Report every line of the data below that contains the string "wall", copying each such line in full. Case counts when matching.

○ ○ ○

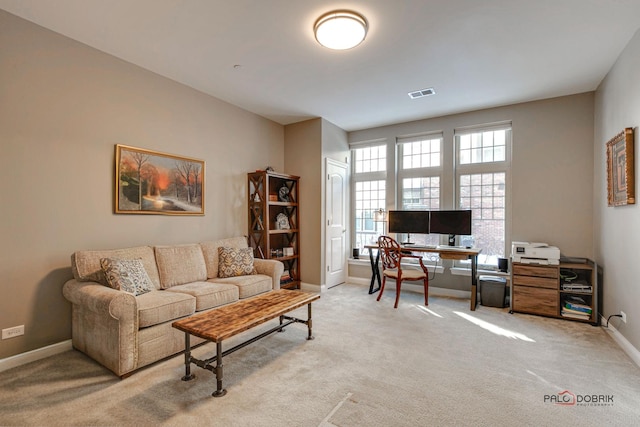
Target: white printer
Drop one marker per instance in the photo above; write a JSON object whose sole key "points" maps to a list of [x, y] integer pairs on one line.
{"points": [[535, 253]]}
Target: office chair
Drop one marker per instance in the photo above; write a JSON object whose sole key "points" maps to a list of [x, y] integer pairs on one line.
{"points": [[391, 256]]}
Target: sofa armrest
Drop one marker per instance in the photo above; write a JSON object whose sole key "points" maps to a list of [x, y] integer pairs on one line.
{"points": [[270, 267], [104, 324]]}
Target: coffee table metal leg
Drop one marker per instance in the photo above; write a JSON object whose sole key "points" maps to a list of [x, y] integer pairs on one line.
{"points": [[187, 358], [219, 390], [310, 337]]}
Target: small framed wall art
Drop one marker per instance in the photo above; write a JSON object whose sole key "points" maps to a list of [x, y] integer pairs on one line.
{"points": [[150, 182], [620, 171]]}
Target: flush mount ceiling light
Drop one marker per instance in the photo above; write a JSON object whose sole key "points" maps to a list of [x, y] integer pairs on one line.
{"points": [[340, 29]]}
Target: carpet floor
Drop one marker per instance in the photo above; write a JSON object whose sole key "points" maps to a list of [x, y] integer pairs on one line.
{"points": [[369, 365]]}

○ ○ ○

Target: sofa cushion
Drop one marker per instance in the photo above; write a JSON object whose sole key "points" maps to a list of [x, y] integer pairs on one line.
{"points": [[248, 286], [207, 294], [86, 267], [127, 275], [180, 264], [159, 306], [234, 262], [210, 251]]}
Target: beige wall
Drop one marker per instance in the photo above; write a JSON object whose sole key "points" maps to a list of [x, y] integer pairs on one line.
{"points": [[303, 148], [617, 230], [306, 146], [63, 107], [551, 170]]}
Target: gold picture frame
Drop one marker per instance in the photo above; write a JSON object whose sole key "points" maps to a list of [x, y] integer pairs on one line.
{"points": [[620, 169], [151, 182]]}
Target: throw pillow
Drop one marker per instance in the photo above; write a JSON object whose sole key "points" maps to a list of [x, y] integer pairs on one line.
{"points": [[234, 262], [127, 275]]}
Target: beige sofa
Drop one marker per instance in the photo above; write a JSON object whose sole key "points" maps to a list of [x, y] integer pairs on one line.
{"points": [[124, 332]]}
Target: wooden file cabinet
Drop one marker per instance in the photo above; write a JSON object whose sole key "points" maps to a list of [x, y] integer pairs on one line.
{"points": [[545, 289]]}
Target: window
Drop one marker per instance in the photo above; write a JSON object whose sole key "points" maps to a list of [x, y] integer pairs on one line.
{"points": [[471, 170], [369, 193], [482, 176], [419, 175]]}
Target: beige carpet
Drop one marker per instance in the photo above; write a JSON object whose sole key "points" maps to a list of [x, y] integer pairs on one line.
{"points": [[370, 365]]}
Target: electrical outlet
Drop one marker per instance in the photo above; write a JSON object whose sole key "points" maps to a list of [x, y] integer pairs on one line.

○ ○ ○

--- Expected output ---
Target: small framed wall art
Target: beige wall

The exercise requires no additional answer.